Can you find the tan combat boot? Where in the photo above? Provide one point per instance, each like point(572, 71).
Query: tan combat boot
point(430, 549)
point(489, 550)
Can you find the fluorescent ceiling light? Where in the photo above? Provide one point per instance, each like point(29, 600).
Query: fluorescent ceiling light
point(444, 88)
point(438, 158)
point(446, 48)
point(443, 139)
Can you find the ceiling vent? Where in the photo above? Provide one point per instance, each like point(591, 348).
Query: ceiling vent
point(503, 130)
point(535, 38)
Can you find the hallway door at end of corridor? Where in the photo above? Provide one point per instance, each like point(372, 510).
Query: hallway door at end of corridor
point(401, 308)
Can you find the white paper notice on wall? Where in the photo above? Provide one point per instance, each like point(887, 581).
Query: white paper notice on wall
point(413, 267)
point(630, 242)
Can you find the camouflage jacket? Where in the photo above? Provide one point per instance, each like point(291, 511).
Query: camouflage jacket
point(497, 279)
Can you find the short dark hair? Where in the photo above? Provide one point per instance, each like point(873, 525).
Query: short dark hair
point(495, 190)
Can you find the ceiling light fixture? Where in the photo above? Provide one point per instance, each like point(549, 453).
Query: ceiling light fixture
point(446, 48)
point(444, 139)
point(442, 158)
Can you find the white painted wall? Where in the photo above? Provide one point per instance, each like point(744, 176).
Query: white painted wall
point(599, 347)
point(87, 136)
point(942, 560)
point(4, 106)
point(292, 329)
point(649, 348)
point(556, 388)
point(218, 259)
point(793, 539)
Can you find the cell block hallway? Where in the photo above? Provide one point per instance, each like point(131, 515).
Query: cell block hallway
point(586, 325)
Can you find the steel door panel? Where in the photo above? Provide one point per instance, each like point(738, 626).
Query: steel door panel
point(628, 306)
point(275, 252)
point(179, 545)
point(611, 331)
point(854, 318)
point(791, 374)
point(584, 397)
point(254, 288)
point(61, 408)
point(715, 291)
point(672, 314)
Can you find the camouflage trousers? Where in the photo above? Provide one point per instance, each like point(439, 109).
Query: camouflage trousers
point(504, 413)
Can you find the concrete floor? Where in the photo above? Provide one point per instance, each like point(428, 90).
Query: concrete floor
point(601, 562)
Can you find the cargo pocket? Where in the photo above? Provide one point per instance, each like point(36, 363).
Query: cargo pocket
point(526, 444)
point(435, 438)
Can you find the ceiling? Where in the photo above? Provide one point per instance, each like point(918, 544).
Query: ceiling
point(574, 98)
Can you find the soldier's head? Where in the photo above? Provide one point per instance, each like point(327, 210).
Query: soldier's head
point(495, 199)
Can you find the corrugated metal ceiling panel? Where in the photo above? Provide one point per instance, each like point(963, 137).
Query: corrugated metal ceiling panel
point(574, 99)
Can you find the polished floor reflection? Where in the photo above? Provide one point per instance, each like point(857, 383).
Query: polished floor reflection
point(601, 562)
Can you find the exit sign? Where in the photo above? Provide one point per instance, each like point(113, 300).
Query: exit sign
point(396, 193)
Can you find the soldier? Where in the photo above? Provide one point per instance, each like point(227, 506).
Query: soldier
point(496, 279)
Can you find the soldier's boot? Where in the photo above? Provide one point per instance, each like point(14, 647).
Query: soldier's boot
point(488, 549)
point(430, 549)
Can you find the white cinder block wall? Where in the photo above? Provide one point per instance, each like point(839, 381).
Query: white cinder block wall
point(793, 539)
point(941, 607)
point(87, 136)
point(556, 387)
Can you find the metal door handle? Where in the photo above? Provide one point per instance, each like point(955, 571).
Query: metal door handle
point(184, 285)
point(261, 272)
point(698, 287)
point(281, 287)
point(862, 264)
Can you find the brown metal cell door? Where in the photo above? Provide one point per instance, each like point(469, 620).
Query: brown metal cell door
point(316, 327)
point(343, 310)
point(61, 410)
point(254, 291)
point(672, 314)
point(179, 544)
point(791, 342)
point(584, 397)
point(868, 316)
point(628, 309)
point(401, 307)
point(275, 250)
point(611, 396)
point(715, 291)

+ + +

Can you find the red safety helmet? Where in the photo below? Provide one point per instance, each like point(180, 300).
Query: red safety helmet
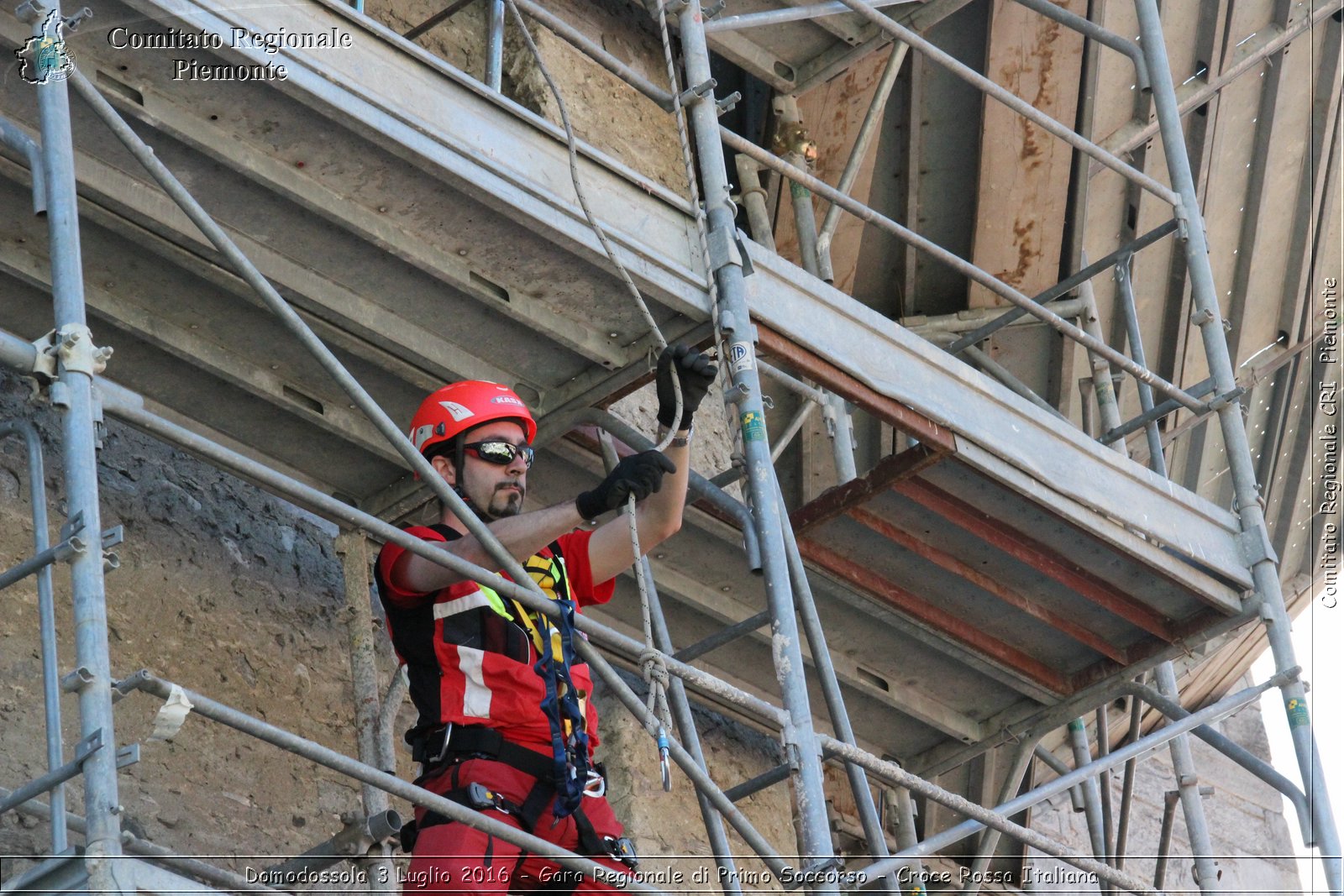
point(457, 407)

+ + +

■ Requirements ■
Copy the rows from the line with "Can you find the short" to the line with "point(495, 190)", substituting "curly black hair" for "short dark hair" and leaving everything else as it is. Give only those lines.

■ Expected output ■
Can you find the curly black hair? Where in the photo above? Provide one point per instance, each like point(873, 525).
Query: curly black hair
point(495, 190)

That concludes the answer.